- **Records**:
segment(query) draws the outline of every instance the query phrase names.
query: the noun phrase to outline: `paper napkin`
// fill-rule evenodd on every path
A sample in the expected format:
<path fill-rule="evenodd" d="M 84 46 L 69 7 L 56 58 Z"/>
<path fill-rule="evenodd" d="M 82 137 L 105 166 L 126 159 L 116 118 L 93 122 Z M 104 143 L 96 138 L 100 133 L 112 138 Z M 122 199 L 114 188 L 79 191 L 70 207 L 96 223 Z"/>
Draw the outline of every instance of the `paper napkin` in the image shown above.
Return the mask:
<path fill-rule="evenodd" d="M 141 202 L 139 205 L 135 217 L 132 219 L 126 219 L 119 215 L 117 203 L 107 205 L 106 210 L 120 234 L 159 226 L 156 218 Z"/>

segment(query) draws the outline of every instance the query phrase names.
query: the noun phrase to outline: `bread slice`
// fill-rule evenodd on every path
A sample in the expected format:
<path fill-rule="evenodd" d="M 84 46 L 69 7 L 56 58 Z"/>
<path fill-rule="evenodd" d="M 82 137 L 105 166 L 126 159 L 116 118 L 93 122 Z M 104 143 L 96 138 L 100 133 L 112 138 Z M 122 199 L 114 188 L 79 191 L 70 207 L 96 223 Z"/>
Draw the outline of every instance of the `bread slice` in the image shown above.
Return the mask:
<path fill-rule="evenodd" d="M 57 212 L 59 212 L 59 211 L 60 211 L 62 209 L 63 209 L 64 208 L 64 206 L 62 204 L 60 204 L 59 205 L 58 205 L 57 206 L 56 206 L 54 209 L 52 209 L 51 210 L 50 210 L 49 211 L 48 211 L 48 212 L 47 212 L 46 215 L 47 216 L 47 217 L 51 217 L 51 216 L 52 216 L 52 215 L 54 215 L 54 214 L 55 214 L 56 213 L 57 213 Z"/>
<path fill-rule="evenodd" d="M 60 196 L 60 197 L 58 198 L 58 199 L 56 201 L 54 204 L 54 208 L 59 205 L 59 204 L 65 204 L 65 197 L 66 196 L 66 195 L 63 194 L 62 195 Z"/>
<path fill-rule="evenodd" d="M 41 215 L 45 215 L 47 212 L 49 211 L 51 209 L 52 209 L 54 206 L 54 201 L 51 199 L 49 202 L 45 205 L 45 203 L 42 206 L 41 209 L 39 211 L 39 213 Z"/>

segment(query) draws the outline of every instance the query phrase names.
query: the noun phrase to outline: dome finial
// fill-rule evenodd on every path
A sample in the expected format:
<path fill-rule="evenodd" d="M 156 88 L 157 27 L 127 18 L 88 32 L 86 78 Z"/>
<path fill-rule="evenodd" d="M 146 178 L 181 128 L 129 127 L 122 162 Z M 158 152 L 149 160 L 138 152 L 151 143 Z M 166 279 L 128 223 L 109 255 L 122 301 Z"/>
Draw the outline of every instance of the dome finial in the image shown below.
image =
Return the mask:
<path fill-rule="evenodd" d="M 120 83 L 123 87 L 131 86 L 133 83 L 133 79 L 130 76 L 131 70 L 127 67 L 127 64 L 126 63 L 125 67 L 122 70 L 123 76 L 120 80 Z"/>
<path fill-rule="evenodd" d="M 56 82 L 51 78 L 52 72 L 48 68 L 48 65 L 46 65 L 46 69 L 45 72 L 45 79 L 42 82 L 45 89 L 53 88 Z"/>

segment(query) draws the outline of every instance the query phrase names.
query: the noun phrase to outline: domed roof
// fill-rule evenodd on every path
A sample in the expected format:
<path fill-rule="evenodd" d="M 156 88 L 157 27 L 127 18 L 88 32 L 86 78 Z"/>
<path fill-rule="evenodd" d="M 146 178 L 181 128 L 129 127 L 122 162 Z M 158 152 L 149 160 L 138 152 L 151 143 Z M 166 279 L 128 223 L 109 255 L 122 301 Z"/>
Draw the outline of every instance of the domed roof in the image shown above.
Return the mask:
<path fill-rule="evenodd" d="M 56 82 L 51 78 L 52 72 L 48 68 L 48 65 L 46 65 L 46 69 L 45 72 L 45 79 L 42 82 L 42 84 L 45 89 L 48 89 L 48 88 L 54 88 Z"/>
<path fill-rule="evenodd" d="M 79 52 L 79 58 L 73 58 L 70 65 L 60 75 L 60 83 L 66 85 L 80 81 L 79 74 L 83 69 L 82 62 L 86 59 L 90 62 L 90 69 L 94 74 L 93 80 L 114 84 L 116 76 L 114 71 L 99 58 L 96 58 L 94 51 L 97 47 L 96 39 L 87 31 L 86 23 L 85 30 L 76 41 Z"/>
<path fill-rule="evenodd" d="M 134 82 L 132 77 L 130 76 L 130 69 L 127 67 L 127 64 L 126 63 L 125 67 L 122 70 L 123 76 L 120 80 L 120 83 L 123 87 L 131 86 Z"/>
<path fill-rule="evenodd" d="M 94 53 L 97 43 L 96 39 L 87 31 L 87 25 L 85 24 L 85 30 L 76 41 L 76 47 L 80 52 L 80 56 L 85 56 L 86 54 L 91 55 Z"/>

- **EXERCISE DESCRIPTION**: Reproduce every line of the listing above, from start to finish, without changing a single character.

- **WRITTEN SOLUTION**:
segment(query) draws the outline of every instance the query phrase names.
query: the noun phrase to outline: `paper napkin`
// fill-rule evenodd on every path
A sample in the expected format:
<path fill-rule="evenodd" d="M 84 46 L 69 7 L 56 58 Z"/>
<path fill-rule="evenodd" d="M 82 137 L 105 166 L 126 159 L 116 118 L 93 122 Z M 104 143 L 96 138 L 100 133 L 112 138 Z M 122 199 L 114 188 L 79 191 L 70 207 L 96 223 Z"/>
Draw the outline of every instance of the `paper napkin` in the image shown above.
Return the mask:
<path fill-rule="evenodd" d="M 141 202 L 139 205 L 135 217 L 132 219 L 126 219 L 119 215 L 117 203 L 107 205 L 106 210 L 120 234 L 159 226 L 156 218 Z"/>

segment(query) draws the outline of every instance the query phrase names.
query: the noun phrase to outline: `bread slice`
// fill-rule evenodd on every path
A sample in the expected format:
<path fill-rule="evenodd" d="M 84 46 L 69 7 L 56 58 Z"/>
<path fill-rule="evenodd" d="M 82 137 L 105 166 L 126 159 L 116 118 L 93 122 Z M 104 143 L 96 138 L 100 133 L 112 138 Z M 122 199 L 114 188 L 79 191 L 70 207 L 96 223 Z"/>
Draw the outline of every instance of the `bread slice` in the image shown above.
Return the mask:
<path fill-rule="evenodd" d="M 57 212 L 59 212 L 59 211 L 60 211 L 62 209 L 63 209 L 64 208 L 64 206 L 62 204 L 60 204 L 59 205 L 58 205 L 57 206 L 56 206 L 54 209 L 52 209 L 51 210 L 50 210 L 49 211 L 48 211 L 48 212 L 47 212 L 46 215 L 47 216 L 47 217 L 51 217 L 51 216 L 52 216 L 52 215 L 54 215 L 54 214 L 55 214 L 56 213 L 57 213 Z"/>
<path fill-rule="evenodd" d="M 60 196 L 60 197 L 58 198 L 58 199 L 56 201 L 54 204 L 54 208 L 59 205 L 59 204 L 65 204 L 65 197 L 66 196 L 66 195 L 63 194 L 62 195 Z"/>
<path fill-rule="evenodd" d="M 41 215 L 45 215 L 47 212 L 49 211 L 51 209 L 52 209 L 54 206 L 54 201 L 51 199 L 49 202 L 45 205 L 45 203 L 42 206 L 41 209 L 39 211 L 39 213 Z"/>

segment(query) draws the outline of every instance the query phrase names.
query: the noun phrase to outline: dome finial
// fill-rule evenodd on every path
A sample in the expected format:
<path fill-rule="evenodd" d="M 156 88 L 157 27 L 127 18 L 88 32 L 86 78 Z"/>
<path fill-rule="evenodd" d="M 146 178 L 181 128 L 129 127 L 122 162 Z M 158 152 L 149 160 L 138 152 L 151 143 Z M 166 279 L 128 223 L 109 255 L 122 301 Z"/>
Draw the outline of every instance of the dome finial in the image shown below.
image =
Return the mask:
<path fill-rule="evenodd" d="M 120 83 L 123 87 L 131 86 L 133 83 L 133 79 L 130 76 L 131 70 L 127 67 L 127 64 L 126 63 L 125 67 L 122 70 L 123 76 L 120 80 Z"/>
<path fill-rule="evenodd" d="M 56 82 L 51 78 L 52 72 L 48 68 L 48 65 L 46 65 L 46 69 L 45 72 L 45 79 L 42 82 L 45 89 L 53 88 Z"/>

segment(query) draws the outline of every instance the query phrase names.
query: the noun phrase to outline: domed roof
// fill-rule evenodd on every path
A sample in the expected format:
<path fill-rule="evenodd" d="M 156 88 L 157 27 L 127 18 L 88 32 L 86 78 Z"/>
<path fill-rule="evenodd" d="M 146 178 L 181 128 L 129 127 L 122 162 Z M 158 152 L 149 160 L 138 152 L 151 143 Z M 166 279 L 128 223 L 109 255 L 122 301 Z"/>
Draw the outline of every instance of the domed roof in the image shown above.
Return the mask:
<path fill-rule="evenodd" d="M 56 82 L 51 78 L 52 72 L 48 68 L 48 65 L 46 65 L 46 69 L 45 72 L 45 79 L 42 82 L 42 84 L 45 89 L 48 89 L 48 88 L 54 88 Z"/>
<path fill-rule="evenodd" d="M 79 52 L 79 58 L 73 58 L 70 65 L 60 75 L 60 83 L 66 85 L 80 81 L 79 74 L 83 69 L 82 62 L 86 59 L 90 62 L 90 69 L 94 74 L 93 80 L 114 84 L 116 76 L 114 71 L 99 58 L 96 58 L 94 51 L 97 47 L 96 39 L 87 31 L 86 23 L 85 30 L 76 41 Z"/>
<path fill-rule="evenodd" d="M 134 82 L 132 77 L 130 76 L 130 69 L 127 67 L 127 64 L 126 63 L 125 67 L 122 70 L 123 76 L 120 80 L 120 83 L 123 87 L 131 86 Z"/>
<path fill-rule="evenodd" d="M 94 53 L 97 43 L 96 39 L 87 31 L 87 25 L 85 24 L 85 30 L 76 41 L 76 47 L 80 52 L 80 56 L 85 56 L 86 54 L 91 55 Z"/>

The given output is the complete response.